Write the next part of the clinical study notes on hearing tests, sinusitis, and throat infections, starting after their final line.

> [Given passage]

--- --- ---

How and Why do you perform it?
Compare air conduction (AC) and bone conduction (BC)
How do you perform it?
- Place the base of a lightly vibrating tuning fork on the mastoid bone, behind the ear and level with the canal
- When the patient can no longer hear the sound, quickly place the prongs of the fork close to the ear canal and ask if the patient hears a vibration
Results
- Sound is NORMALLY heard longer in air then in bone
- In conductive hearing loss, sound is heard through bone longer than it is through air (BC = AC or BC > AC).
- In sensorineural hearing loss, sound is heard longer through air (AC > BC).
Difference in Conductive and Sensorineural loss?
- The first part of the hearing pathway, from the external ear
through the middle ear, is known as the conductive phase.
- Hearing disorders of the external and middle ear cause conductive hearing loss.
- The second part of
the pathway, involving the cochlea and the cochlear branch of CN
VIII, is the sensorineural phase
- Disorders of the inner ear cause sensorineural hearing loss
- Air conduction (AC) describes the normal first phase in the hearing pathway, where sound waves travel through the air and are transmitted from the external and middle ear to the cochlea.
- An alternative pathway, known as bone conduction (BC), bypasses the external and middle ear and is used for testing purposes.
- A vibrating tuning fork, placed on the head, sets the bone of
the skull into vibration and stimulates the cochlea directly.
- In those with normal hearing, air conduction is more sensitive than bone conduction (AC > BC).
Presentation of acute bacterial sinusitus
- Onset with persistent s/sx compatible
with acute rhinosinusitis, lasting for
>10 days without any evidence of
clinical improvement OR - Onset with severe symptoms
or signs
of high fever (>102°F) and purulent
nasal discharge or facial pain lasting
for at least 3–4 consecutive days at
the beginning of illness, OR - Onset with
worsening symptoms or
signs characterized by the new onset
of fever, headache, or increase in
nasal discharge following a typical
viral URI that lasted 5–6 days and was
initially improving
Objective signs include:
- Edematous and hyperemic nasal mucosa
- Narrowing of the middle meatus
- Inferior turbinate hypertrophy
- Palpated tenderness over affected sinus (rare
in young children) - Pain over affected sinus when patient
bends
forward - Purulent nasal discharge or copious rhinorrhea
- Periorbital swelling may be seen in
ethmoid
sinusitis
Expected lab findings in mononucleosis?
Labs: Elevated LFTs, lymphocytosis
What is clinical presentation of viral pharyngitis?

--- --- ---

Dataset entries

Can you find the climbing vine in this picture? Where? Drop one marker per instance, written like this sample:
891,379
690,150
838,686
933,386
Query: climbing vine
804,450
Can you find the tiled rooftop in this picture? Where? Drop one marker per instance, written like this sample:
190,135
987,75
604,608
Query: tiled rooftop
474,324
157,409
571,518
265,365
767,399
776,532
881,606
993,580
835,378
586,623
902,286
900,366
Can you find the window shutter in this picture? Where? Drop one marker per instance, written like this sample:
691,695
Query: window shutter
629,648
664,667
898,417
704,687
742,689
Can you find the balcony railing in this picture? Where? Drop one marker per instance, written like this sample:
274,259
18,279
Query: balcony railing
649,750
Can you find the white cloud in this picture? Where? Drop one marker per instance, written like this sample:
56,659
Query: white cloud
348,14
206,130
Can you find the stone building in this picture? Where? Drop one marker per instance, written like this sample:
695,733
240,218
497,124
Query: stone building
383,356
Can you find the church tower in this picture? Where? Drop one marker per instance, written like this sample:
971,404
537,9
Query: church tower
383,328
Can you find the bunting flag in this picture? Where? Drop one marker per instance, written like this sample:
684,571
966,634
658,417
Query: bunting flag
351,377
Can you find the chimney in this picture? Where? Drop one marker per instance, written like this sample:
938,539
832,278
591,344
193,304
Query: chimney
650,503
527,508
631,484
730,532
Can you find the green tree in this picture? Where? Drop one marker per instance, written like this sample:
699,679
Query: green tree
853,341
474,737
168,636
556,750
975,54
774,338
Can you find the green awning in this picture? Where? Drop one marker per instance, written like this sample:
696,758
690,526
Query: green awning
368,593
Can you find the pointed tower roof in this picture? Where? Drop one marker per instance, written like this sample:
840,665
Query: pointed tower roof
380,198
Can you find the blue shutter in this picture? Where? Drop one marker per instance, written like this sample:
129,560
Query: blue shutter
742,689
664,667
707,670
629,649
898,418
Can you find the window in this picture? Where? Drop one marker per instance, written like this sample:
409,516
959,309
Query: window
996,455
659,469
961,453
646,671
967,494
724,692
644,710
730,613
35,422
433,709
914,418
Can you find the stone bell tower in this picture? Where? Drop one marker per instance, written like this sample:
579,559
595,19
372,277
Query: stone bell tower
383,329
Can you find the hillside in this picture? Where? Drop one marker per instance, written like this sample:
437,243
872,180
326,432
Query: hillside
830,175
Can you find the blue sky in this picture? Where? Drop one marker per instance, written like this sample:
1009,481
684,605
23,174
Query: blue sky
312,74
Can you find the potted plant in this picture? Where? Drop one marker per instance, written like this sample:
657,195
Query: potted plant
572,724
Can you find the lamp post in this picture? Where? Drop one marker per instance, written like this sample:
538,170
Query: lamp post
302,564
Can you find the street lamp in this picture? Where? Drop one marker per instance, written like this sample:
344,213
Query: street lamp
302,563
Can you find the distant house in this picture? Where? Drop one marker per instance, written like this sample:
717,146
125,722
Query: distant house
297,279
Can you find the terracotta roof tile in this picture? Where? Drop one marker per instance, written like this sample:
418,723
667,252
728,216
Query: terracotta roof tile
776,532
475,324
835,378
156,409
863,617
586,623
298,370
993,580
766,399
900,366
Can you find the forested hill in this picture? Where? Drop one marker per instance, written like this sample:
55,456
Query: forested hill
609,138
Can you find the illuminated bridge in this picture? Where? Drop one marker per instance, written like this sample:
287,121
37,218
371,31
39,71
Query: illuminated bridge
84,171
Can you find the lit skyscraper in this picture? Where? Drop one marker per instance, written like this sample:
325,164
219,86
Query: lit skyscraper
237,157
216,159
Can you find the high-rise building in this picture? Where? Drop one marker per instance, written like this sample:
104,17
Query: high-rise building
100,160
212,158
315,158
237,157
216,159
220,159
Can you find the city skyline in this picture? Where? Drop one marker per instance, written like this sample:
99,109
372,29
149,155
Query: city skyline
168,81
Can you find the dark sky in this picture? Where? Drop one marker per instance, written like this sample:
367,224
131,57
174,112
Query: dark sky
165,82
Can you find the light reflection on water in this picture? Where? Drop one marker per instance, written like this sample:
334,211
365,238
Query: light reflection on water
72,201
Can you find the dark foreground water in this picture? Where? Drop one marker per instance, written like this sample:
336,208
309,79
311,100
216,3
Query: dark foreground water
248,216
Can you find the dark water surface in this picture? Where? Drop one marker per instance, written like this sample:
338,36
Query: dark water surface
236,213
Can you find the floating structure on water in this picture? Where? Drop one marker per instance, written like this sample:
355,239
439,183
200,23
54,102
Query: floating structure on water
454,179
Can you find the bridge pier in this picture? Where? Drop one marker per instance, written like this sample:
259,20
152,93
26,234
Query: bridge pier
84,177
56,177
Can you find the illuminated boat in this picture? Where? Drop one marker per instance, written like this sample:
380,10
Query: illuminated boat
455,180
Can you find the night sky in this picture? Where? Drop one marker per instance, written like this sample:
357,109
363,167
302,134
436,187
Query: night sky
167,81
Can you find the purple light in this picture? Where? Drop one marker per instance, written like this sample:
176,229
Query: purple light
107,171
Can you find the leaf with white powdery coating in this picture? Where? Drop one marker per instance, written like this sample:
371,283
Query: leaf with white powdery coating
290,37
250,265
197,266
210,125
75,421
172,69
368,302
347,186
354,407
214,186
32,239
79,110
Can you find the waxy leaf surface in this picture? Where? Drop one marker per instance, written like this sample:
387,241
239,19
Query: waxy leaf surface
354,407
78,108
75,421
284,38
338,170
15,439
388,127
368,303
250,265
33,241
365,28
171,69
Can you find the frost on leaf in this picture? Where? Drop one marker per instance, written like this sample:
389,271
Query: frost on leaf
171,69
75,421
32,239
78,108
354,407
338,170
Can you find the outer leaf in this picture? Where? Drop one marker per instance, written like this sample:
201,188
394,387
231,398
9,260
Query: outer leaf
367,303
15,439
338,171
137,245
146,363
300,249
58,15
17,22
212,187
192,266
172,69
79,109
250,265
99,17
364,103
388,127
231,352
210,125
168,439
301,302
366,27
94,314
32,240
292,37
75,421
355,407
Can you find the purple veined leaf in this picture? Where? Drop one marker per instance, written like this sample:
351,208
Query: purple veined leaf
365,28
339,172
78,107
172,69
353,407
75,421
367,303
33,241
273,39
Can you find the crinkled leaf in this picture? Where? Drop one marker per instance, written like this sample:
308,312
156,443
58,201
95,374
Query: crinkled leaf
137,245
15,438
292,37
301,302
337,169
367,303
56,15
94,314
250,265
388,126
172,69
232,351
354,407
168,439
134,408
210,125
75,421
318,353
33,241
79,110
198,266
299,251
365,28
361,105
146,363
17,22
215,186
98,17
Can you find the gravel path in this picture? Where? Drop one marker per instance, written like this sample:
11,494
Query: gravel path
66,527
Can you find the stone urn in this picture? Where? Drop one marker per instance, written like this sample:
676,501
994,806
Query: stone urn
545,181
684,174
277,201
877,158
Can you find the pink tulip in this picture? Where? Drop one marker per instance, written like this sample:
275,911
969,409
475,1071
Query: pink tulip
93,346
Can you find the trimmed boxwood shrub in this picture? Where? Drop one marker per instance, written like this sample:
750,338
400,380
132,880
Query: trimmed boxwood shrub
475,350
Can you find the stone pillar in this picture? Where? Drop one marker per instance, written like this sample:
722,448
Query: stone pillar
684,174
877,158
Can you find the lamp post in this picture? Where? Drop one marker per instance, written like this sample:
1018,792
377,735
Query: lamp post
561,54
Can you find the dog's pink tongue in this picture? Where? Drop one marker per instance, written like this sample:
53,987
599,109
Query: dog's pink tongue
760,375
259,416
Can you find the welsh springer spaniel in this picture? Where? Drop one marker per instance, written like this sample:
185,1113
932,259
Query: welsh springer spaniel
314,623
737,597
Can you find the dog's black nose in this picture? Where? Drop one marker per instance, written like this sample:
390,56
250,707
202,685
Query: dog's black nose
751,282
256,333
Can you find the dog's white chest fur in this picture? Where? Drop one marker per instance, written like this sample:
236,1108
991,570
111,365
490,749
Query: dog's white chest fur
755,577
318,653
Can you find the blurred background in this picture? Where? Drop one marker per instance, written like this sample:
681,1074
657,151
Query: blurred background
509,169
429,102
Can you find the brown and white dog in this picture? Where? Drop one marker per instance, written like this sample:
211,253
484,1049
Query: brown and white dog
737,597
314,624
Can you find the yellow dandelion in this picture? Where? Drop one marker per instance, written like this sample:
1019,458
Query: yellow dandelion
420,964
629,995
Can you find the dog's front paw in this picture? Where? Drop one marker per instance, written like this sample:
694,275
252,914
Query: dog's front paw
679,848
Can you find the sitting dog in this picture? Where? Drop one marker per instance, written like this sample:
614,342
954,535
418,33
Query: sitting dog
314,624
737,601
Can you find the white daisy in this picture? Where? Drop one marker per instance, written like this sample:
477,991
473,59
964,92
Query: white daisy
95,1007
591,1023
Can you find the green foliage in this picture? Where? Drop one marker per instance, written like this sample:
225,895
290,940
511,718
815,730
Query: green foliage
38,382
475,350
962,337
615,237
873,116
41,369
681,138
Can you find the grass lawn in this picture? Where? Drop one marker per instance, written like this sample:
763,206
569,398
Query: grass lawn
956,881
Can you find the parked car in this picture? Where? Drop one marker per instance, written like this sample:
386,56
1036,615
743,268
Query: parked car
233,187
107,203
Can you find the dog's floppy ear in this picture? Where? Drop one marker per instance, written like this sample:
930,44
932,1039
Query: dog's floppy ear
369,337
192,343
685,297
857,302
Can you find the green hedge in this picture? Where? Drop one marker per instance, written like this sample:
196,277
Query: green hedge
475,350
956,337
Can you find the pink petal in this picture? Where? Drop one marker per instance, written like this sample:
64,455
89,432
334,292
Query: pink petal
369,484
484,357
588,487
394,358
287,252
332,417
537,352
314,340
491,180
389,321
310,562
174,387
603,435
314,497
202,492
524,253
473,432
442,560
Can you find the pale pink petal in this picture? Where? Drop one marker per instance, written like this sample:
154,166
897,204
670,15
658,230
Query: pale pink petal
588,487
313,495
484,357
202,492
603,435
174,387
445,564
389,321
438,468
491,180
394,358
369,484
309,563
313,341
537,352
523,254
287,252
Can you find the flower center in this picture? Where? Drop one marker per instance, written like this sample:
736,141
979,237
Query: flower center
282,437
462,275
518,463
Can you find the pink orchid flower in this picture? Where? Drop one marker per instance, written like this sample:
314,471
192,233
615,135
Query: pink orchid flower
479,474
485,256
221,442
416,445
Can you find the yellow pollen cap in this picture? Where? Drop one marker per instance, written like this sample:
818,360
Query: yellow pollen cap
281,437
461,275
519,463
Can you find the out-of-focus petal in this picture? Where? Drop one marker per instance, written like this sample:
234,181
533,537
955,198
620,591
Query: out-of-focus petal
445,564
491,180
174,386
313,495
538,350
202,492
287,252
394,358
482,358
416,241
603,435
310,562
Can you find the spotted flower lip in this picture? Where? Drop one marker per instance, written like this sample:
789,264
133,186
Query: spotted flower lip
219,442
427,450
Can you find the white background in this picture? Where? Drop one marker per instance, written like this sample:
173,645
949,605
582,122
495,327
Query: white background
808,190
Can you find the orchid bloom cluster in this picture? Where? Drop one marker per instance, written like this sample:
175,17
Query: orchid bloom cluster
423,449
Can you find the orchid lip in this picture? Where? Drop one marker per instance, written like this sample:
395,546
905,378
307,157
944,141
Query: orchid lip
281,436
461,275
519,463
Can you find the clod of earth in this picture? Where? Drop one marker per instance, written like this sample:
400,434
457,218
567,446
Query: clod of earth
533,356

--- --- ---

> [Output of the task]
- Typical
gradual onset of:
- Pharyngeal pain and dysphagia
- Erythema/inflammation of pharynx and tonsils and possible exudates
- Fever
- Rhinorrhea
- Cough
- Hoarseness
What is clinical presentation of strep throat?
-
Acute
Onset of the following:
- Pharyngeal pain and dysphagia
- Fever
- Headache and malaise
- Tender and enlarged anterior cervical nodes
- Purulent exudates on tonsils
- Tonsils and pharynx intensely erythematous
- Petechia on soft palate
What are guideline recommendations for oral health?
- Use of fluoride-containing toothpastes reduces tooth decay, and brushing and flossing retard periodontal disease by removing bacterial plaques.
- Urge patients to seek dental care at least annually to receive the benefits of more specialized preventive care such as scaling, planing of roots, and topical fluorides.
- Address diet and tobacco use.
- As with children, adults should avoid excessive intake of foods high in starches and refined sugars such as sucrose, which enhance attachment and colonization of cariogenic bacteria.
- Urge patients to avoid use of all tobacco products and to limit alcohol consumption to reduce risk of oral cancer.
- Saliva cleanses and lubricates the mouth. Many medications reduce salivary flow, increasing risk for tooth decay, mucositis, and gum disease from xerostomia, especially for older adults. If medications cannot be changed, recommend drinking higher amounts of water and chewing sugarless gum.
- For those wearing dentures, recommend
removal and cleaning each night to reduce bacterial plaque and risk
of malodor.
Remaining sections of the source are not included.